◆ **YOUR INSTRUCTIONS**:
Leave out the images and repeat the listing below without a single change.
>>>>
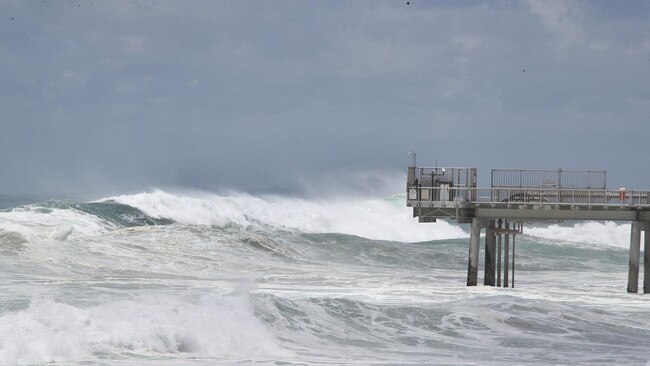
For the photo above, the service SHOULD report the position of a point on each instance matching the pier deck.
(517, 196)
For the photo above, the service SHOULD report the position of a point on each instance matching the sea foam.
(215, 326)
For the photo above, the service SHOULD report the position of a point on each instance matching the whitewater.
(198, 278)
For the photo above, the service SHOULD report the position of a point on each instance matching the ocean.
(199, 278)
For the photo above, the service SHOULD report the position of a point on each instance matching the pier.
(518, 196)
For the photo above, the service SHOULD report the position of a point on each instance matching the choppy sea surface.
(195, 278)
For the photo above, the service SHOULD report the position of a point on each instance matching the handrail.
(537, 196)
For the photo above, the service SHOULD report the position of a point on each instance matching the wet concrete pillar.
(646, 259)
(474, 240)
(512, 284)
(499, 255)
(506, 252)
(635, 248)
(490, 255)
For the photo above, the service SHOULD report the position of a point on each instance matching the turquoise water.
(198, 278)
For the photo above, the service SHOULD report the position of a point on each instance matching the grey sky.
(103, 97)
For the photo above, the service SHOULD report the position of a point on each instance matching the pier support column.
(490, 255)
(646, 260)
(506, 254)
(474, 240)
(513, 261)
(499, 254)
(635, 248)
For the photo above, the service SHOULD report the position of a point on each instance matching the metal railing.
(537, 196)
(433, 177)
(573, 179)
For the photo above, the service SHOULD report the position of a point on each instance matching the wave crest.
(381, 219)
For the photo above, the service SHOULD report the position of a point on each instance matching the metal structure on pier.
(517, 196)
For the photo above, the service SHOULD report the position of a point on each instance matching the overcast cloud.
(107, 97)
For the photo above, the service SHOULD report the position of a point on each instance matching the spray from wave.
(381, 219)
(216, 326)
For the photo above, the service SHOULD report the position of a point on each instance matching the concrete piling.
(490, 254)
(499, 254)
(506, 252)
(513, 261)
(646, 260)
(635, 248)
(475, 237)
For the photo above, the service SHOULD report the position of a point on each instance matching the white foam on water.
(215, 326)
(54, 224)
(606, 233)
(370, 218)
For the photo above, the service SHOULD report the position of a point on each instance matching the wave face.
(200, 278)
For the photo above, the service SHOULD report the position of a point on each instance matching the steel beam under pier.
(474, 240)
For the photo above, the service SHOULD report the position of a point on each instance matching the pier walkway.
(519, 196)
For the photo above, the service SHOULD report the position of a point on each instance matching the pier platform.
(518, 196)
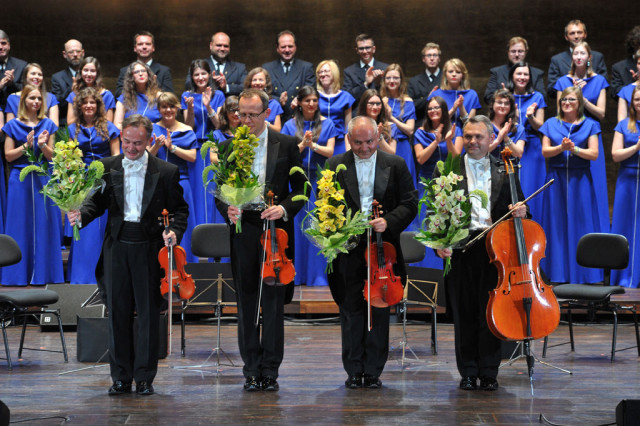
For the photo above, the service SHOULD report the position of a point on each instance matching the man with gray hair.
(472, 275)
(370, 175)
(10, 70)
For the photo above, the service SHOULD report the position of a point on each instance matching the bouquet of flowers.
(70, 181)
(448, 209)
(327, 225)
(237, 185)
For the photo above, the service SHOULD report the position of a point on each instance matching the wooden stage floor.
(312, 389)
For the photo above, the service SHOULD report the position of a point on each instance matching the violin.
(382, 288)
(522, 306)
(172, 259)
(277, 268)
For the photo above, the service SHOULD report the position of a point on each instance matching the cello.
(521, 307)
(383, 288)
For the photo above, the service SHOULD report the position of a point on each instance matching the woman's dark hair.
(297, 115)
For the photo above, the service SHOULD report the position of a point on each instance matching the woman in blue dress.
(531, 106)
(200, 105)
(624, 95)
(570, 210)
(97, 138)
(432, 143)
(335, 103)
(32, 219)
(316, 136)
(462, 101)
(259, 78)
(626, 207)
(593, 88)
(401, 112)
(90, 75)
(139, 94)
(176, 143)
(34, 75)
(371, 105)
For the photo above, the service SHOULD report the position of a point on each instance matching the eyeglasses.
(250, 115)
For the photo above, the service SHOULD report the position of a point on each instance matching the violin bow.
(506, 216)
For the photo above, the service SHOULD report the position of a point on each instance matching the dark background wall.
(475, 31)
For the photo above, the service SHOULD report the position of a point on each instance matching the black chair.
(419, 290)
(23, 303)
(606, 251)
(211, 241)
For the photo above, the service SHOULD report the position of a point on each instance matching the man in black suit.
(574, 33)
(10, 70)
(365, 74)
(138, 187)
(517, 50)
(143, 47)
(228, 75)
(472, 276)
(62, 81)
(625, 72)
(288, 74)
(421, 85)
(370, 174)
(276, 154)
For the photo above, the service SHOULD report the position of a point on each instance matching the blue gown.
<<<<
◆ **COMPLETE RESPONSE**:
For the photo above, the service SHOULD report the position of a point on each instance matching the pier deck.
(517, 196)
For the photo above, the service SHOULD report the position of a point on each instance matching the sea foam.
(215, 326)
For the photo above, the service SHOULD report the position of a point on each instance matching the whitewater.
(198, 278)
For the photo above, the service SHOULD report the position of a point on each instance matching the ocean.
(199, 278)
For the photo above, the service SHOULD report the position of a point on each instance matching the pier.
(518, 196)
For the photo above, the service SHOULD report the position of a point on each instance matching the choppy sea surface.
(195, 278)
For the photo above, the service SHOULD report the position of a point on each instance matching the handrail.
(537, 196)
For the photo above, the service SHOULD report the position of a point on each instance matching the wet concrete pillar.
(646, 259)
(474, 240)
(512, 284)
(499, 255)
(506, 252)
(635, 248)
(490, 255)
For the photo above, the service SHOULD report the position of a point on each instance matching the turquoise water.
(198, 278)
For the photo above, the service SHOULD report the position of a point on each instance matching the grey sky.
(103, 97)
For the photo above, the service SHOULD report the position of a point on each instance matching the pier support column.
(490, 255)
(646, 260)
(506, 254)
(474, 240)
(513, 261)
(499, 254)
(635, 248)
For the photo above, the service SHOULD report the position of a point on each instance matching the metal railing.
(537, 196)
(433, 177)
(573, 179)
For the photo above, the service SHOULD report the position of a point on each instance matching the wave crest.
(381, 219)
For the photo above, the service SHOULD report the position of a point on each instance matching the metal structure on pier.
(517, 196)
For the photo above, the service SHOULD report the position of a point on each instance matching the overcast cloud.
(107, 97)
For the photo above, the service SHOULD report the position of a point on each instance matching the spray from wave.
(381, 219)
(216, 326)
For the photo above, the service SHOULD report the position of a point on each instance matching the concrete piling.
(490, 254)
(499, 254)
(506, 252)
(513, 261)
(646, 260)
(635, 248)
(475, 237)
For the photo above, the service SHOULD report the position of a point on each instance matching the white foam on water.
(215, 326)
(54, 224)
(606, 233)
(370, 218)
For the photo above, the service SHOULD report the position of a point on each instance matching the wave face.
(200, 278)
For the photo above, the service SHOULD report the position of a point on each instance matching the steel beam under pier.
(474, 240)
For the photo above, the service SHOULD report the position of a point on each instance matching the pier walkway.
(519, 196)
For the photo above, the service SHOULD report the position of a point on each instance matching the pier platform.
(518, 196)
For the photo above, the service SHOULD report the position of a point on each instance matching the man with gray hair.
(472, 275)
(370, 175)
(10, 70)
For the photo above, the service SHOULD report the position of a point on each instance matching the bouquet of flowers.
(70, 181)
(448, 209)
(327, 225)
(237, 185)
For the photo above, the service SHOULD report the position of a point on each instance matching the wooden stage floor.
(312, 389)
For the photo above, the service SHOULD report the position of a point on each instance matching the violin.
(382, 288)
(522, 306)
(172, 259)
(277, 268)
For the photo above, the service SHOULD report the position of a point on each instance matching the cello.
(521, 307)
(383, 288)
For the photo above, the service SHOULD report the position of a point on each instance matching the woman's dark hair.
(297, 115)
For the photo above, the service SHOULD report the position of a point on each instance matching the woman in blue dress.
(531, 106)
(200, 105)
(624, 95)
(570, 210)
(97, 138)
(432, 143)
(335, 103)
(32, 219)
(316, 136)
(462, 101)
(259, 78)
(626, 207)
(593, 88)
(401, 112)
(90, 75)
(139, 94)
(176, 143)
(34, 75)
(371, 105)
For the photo above, the service SHOULD report the position of a point on each instance matching the eyeglasses.
(250, 115)
For the photo above, the service SHOULD report the position of a point on each instance matching the violin bow.
(506, 216)
For the photo above, the service SHOULD report the position of a point on each instance matching the dark background wall.
(475, 31)
For the photo above, the service SHOULD report the position of a point on each instance matching the black chair.
(419, 290)
(23, 303)
(606, 251)
(211, 241)
For the photo above, the service SHOULD report the position of a point on each instance matching the man in black suit.
(574, 33)
(10, 70)
(365, 74)
(138, 187)
(517, 50)
(143, 47)
(228, 75)
(472, 276)
(62, 81)
(625, 72)
(288, 74)
(421, 85)
(370, 174)
(276, 154)
For the photo above, the service SHOULD report the position of a point on each instance matching the blue gown.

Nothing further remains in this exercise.